### WRITTEN REQUEST
Reproduce verbatim the lines of the items below, starting with the line that contains "wiper in the photo above" and continuing through the final line of the items, both included.
----------
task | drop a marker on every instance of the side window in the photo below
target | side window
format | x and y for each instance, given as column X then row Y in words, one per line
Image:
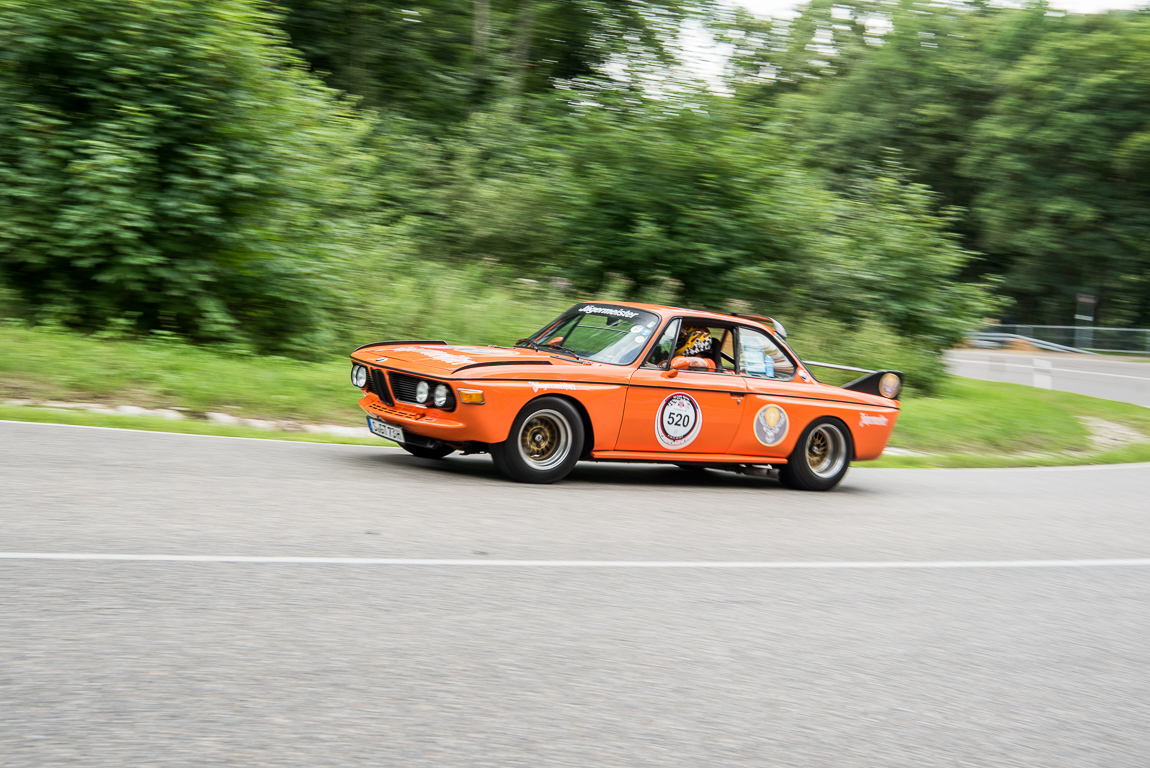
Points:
column 711, row 346
column 665, row 347
column 759, row 356
column 727, row 351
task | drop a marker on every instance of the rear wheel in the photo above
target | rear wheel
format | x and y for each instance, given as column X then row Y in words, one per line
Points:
column 821, row 457
column 428, row 453
column 544, row 444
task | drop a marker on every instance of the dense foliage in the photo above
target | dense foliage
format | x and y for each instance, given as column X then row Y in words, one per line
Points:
column 1034, row 122
column 166, row 163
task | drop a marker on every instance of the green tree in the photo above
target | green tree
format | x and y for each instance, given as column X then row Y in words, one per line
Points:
column 168, row 162
column 437, row 61
column 1063, row 169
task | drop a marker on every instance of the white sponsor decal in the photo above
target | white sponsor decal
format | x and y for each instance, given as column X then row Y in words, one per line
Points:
column 552, row 385
column 679, row 421
column 771, row 425
column 608, row 310
column 436, row 354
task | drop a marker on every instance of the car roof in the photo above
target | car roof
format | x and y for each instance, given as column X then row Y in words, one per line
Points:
column 675, row 312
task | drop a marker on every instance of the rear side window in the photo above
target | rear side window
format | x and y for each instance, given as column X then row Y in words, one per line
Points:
column 760, row 358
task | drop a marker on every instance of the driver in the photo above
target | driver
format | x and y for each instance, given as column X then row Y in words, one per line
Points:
column 696, row 342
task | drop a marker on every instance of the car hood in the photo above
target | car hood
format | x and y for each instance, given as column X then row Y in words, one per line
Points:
column 447, row 358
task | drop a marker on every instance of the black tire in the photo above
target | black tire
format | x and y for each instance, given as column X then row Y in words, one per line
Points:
column 428, row 453
column 821, row 457
column 544, row 443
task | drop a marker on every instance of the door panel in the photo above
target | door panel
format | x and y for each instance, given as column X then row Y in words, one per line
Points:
column 696, row 412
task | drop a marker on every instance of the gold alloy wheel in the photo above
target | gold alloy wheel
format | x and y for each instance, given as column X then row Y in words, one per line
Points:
column 826, row 450
column 544, row 439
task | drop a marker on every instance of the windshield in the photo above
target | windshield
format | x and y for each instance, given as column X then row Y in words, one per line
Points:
column 598, row 332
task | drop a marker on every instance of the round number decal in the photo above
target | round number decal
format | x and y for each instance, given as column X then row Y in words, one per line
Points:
column 771, row 425
column 679, row 421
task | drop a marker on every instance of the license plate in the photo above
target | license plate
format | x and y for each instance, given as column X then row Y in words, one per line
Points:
column 383, row 429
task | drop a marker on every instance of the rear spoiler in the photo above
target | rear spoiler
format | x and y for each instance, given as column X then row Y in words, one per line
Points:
column 873, row 382
column 380, row 344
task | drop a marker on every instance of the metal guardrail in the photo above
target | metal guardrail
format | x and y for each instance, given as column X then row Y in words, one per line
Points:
column 999, row 339
column 1087, row 338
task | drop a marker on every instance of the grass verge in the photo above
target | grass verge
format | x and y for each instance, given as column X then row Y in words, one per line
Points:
column 973, row 423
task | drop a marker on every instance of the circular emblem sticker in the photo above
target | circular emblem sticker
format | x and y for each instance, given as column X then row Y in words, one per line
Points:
column 771, row 425
column 679, row 421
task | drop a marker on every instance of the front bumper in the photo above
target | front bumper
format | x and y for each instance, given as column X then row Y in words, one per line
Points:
column 432, row 423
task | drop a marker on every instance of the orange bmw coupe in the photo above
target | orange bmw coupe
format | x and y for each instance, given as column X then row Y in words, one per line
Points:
column 629, row 382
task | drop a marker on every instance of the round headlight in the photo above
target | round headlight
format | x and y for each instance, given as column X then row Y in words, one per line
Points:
column 889, row 385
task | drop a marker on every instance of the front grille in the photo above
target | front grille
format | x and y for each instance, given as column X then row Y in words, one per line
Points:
column 378, row 384
column 404, row 389
column 404, row 386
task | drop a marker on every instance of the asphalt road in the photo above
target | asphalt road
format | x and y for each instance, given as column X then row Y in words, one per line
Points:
column 1112, row 377
column 304, row 663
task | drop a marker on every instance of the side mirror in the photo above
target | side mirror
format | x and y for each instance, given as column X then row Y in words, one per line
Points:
column 677, row 365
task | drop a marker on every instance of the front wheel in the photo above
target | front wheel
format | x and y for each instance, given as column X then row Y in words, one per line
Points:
column 544, row 444
column 820, row 458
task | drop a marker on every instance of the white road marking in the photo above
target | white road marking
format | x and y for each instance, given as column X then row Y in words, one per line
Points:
column 814, row 565
column 214, row 437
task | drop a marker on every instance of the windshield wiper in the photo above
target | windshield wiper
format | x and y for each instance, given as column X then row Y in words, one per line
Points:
column 562, row 348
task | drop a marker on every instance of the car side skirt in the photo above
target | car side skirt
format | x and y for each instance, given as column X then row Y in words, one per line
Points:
column 662, row 457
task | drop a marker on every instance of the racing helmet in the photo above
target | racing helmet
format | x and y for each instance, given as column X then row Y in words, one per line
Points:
----------
### SOLUTION
task | drop a marker on every instance of the windshield wiper in the photo above
target | windshield wiper
format | x and y for each instance, given as column X then row Y in words, one per line
Points:
column 562, row 348
task | drop a marker on every instance of the car side skirt in the photo above
target | car side skirt
format | x and y for each instance, given as column X then row Y in words, one per line
Points:
column 662, row 457
task | drop a marker on every instance of the racing helmet in the photo above
target | racing helmet
format | x and y for each instance, given as column X then row Y in words, one per line
Points:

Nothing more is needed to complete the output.